### WHAT YOU NEED TO DO
Your task is to write out the complete listing exactly as it is shown.

### SUPPLIED DATA

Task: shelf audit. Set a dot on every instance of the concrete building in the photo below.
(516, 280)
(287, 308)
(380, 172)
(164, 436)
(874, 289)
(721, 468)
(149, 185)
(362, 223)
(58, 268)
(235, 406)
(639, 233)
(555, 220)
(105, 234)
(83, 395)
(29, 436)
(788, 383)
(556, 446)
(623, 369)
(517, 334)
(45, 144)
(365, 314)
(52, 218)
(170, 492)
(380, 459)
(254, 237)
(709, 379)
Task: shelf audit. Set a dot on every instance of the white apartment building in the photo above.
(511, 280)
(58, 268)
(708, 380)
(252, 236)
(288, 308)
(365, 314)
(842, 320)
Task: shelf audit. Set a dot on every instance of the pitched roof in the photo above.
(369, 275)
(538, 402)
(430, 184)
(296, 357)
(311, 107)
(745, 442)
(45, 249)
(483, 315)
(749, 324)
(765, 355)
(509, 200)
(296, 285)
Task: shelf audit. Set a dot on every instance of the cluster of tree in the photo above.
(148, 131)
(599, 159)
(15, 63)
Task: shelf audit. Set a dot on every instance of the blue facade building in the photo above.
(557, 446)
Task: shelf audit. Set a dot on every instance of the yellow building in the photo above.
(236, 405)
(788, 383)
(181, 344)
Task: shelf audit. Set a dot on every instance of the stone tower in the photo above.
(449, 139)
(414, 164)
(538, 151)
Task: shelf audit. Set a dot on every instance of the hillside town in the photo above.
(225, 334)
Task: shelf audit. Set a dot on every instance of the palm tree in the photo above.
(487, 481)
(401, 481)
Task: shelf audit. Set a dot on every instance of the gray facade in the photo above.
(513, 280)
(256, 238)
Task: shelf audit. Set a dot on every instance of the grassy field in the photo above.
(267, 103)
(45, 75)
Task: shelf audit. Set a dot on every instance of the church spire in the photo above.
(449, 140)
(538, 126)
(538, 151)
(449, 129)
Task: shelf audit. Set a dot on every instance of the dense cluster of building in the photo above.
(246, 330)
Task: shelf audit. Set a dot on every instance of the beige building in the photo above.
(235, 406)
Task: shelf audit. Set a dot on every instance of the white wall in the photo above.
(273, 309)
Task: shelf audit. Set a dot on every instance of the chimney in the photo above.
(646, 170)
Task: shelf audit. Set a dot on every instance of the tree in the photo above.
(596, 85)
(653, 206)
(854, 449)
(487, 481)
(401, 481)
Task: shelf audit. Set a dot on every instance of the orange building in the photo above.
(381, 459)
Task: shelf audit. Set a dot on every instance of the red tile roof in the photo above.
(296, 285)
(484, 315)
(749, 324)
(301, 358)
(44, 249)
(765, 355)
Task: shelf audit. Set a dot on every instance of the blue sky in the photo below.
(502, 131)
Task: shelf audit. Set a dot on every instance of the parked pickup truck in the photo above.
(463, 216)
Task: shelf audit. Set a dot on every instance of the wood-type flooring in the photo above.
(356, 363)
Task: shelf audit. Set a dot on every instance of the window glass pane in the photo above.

### SOLUTION BELOW
Task: shelf audit. Set a dot on every instance of the concrete building in the photo below.
(516, 280)
(287, 308)
(380, 172)
(164, 436)
(874, 289)
(721, 468)
(149, 185)
(362, 223)
(58, 268)
(235, 406)
(639, 233)
(555, 220)
(105, 234)
(83, 395)
(29, 436)
(788, 383)
(556, 446)
(623, 369)
(517, 334)
(45, 144)
(365, 314)
(52, 218)
(170, 492)
(380, 459)
(254, 237)
(709, 379)
Task: shelf audit. Set a dot on every instance of the white apartment building in the photo above.
(511, 280)
(58, 268)
(708, 380)
(252, 236)
(288, 308)
(365, 314)
(842, 320)
Task: shelf audit. Set a dot on every instance of the pitched roof in the photo above.
(369, 275)
(538, 402)
(430, 184)
(296, 357)
(311, 107)
(745, 442)
(45, 249)
(483, 315)
(749, 324)
(765, 355)
(509, 200)
(296, 285)
Task: shelf audit. Set a dot on every instance of the cluster of tree in the photo above.
(148, 131)
(599, 159)
(15, 63)
Task: shelf audit. Set a dot on every instance of the blue facade building in the photo above.
(557, 446)
Task: shelf audit. Set a dot on every instance of the yellow building in the photo above.
(236, 405)
(788, 383)
(181, 344)
Task: shelf audit. Set a dot on every instance of the stone tower in the photo above.
(449, 139)
(414, 164)
(538, 151)
Task: shelf audit. Set a dot on every instance of the hillside town in the photo above.
(225, 334)
Task: shelf audit. Set a dot on every instance of the palm tree in the photo above.
(487, 481)
(401, 481)
Task: shelf audit. Set a dot on every instance of the gray facade in the photo above.
(513, 280)
(256, 238)
Task: shelf audit. Set a dot on every instance of the grassy field in the photo above.
(267, 103)
(45, 75)
Task: shelf audit. Set a dot on every instance of the church spire in the photo above.
(449, 140)
(538, 126)
(538, 151)
(449, 129)
Task: shelf audit. Set a dot on every instance of the dense cluster of building in the photo above.
(246, 330)
Task: shelf audit. Set a dot on every instance of the beige building in the photo above.
(235, 406)
Task: shelf audit. Set a dot on every instance of the white wall in the photo above.
(273, 309)
Task: shelf audit. Set a dot on every instance of the chimney in the photo above.
(646, 170)
Task: shelf audit. Set a dot on every instance of the tree in the photo above.
(596, 85)
(653, 206)
(854, 449)
(487, 481)
(401, 481)
Task: shelf audit. Set a dot on every instance of the orange building in the photo above.
(381, 459)
Task: shelf audit. Set a dot on every instance of the red tile roof in the photo above.
(296, 285)
(484, 315)
(749, 324)
(301, 358)
(44, 249)
(765, 355)
Task: shelf audit. Set a dot on every instance of the blue sky in the photo below.
(502, 131)
Task: shelf audit. Set a dot on every instance of the parked pickup truck in the photo above.
(463, 216)
Task: shelf audit. Set a dot on every instance of the wood-type flooring in the photo above.
(356, 363)
Task: shelf audit. Set a dot on every instance of the window glass pane in the photo above.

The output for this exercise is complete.